* TESTO IN ESAME:
------------------------------

La crescente crisi demografica, accompagnata dal profondo desiderio di un vivere sin dagli albori la genitorialità, ha indotto coppie con problemi di sterilità femminile, o anche omosessuali, a rivolgersi a pratiche di surrogazione di maternità all’estero, dato che nel nostro Paese – giustamente, aggiunge chi scrive – tale pratica è sanzionata penalmente, come ribadito dall’articolo 12 della Legge 19 febbraio 2004, n. 40.
Una nota sentenza della Corte Cassazione, resa a Sezioni Unite – massima espressione della funzione di “esatta osservanza ed uniforme interpretazione della legge e dell’unità del diritto” – il 30 dicembre del 2022, con numero 38162, ne ha ribadito, ancora una volta, il divieto nel contesto giuridico italiano.

------------------------------

* VOCI ESTRATTE:

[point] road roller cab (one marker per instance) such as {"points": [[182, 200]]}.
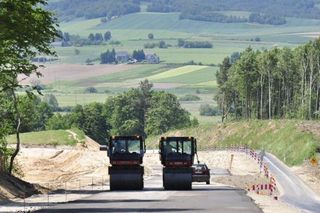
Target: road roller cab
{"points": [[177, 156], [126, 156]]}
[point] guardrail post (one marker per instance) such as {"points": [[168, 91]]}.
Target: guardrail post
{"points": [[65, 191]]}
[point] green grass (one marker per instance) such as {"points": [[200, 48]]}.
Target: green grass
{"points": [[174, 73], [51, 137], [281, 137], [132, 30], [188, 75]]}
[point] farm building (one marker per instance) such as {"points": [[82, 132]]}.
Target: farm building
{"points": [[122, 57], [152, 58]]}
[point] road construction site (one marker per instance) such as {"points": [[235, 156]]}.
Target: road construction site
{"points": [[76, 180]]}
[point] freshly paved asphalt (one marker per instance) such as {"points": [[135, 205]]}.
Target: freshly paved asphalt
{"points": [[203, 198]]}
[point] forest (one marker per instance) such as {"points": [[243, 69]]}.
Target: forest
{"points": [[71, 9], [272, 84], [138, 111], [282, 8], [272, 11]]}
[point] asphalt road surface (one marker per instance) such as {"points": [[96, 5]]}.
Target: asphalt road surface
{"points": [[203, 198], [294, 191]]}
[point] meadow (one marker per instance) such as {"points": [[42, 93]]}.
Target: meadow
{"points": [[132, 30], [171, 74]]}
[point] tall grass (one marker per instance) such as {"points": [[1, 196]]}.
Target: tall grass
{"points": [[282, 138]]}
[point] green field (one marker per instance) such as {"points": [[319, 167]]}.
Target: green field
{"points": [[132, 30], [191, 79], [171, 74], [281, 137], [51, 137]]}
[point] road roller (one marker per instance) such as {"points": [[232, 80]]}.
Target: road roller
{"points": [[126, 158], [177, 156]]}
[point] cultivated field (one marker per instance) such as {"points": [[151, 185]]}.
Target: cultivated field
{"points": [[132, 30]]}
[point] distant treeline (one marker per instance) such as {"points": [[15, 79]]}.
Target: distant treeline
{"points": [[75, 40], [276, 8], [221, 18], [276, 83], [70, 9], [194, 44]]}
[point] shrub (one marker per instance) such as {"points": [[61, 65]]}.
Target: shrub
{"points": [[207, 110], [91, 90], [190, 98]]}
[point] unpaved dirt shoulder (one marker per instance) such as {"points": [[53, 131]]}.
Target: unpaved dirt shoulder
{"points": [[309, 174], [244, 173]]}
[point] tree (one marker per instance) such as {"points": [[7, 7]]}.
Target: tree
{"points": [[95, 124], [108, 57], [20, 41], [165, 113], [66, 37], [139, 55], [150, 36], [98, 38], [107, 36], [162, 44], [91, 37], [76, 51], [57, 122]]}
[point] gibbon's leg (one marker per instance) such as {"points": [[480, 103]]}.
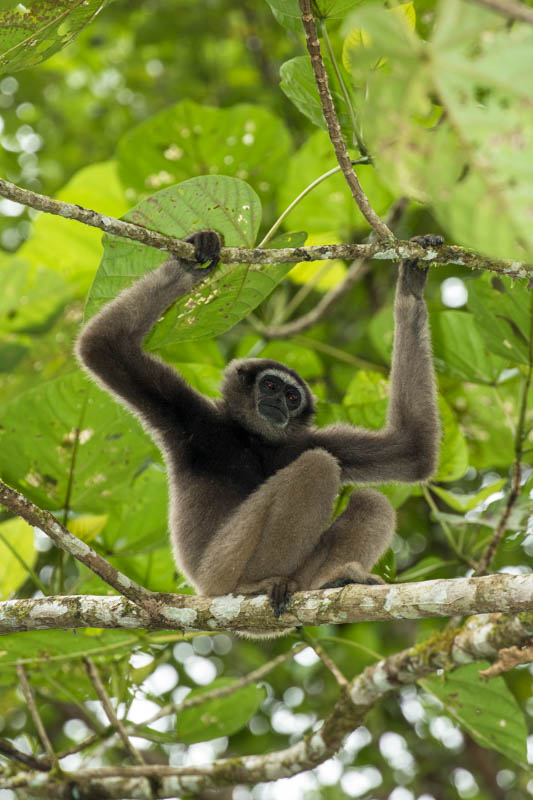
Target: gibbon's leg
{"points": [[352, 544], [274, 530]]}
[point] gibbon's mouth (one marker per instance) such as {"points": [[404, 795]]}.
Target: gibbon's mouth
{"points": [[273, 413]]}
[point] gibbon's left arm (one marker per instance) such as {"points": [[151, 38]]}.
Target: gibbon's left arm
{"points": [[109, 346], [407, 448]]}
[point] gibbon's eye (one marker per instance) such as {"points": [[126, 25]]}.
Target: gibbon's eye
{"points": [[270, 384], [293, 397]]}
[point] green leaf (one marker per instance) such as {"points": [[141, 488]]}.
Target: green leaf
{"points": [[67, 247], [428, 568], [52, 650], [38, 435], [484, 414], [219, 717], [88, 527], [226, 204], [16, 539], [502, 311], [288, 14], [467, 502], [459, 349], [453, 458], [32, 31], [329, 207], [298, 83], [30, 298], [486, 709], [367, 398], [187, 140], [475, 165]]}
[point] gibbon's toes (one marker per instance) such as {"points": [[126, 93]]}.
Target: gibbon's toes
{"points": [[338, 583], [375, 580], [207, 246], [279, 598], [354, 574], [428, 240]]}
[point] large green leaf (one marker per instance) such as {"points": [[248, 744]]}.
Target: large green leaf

------------------------------

* ISTRUZIONI:
Continua il testo sulla maternità surrogata, riprendendo subito dopo la sua ultima frase.

* RISPOSTA:
Tuttavia, la costante pratica, come scritto sopra, di ricorrere all’estero, in paesi dove la legislazione è più favorevole rispetto all’Italia nella “gestazione per altri”, ha posto il problema della trascrizione dell’atto di nascita del bambino, nato dall’utero in affitto. Senza entrare nel particolare del caso di specie, la Corte di Cassazione ha stabilito, con la medesima sentenza, che l’altro genitore, il quale non ha legami biologici con il bambino, potrà optare per l’adozione in casi particolari (cosiddetta stepchild adoption), con opportuna richiesta al Tribunale per i Minori (che presto cambierà denominazione, a seguito della Riforma Cartabia, ndr), così come regolata dall’articolo 44 della legge 4 maggio 1983, n.184, in tema di affidamento e di adozione dei minori.
Una piccola riflessione sul tema, e su ciò che la Cassazione ha voluto precisare. In primo luogo, chi scrive non può che approvare l’orientamento della Corte in tema di maternità surrogata, o “gestazione per altri”. Infatti, essa potrebbe condurre ad una mercificazione della vita stessa, e al tempo stesso alimentare una remunerazione per donne che si trovano in situazione particolarmente svantaggiate, ed in aree dimenticare, affinché, dietro compenso portino “avanti” la gravidanza per altri.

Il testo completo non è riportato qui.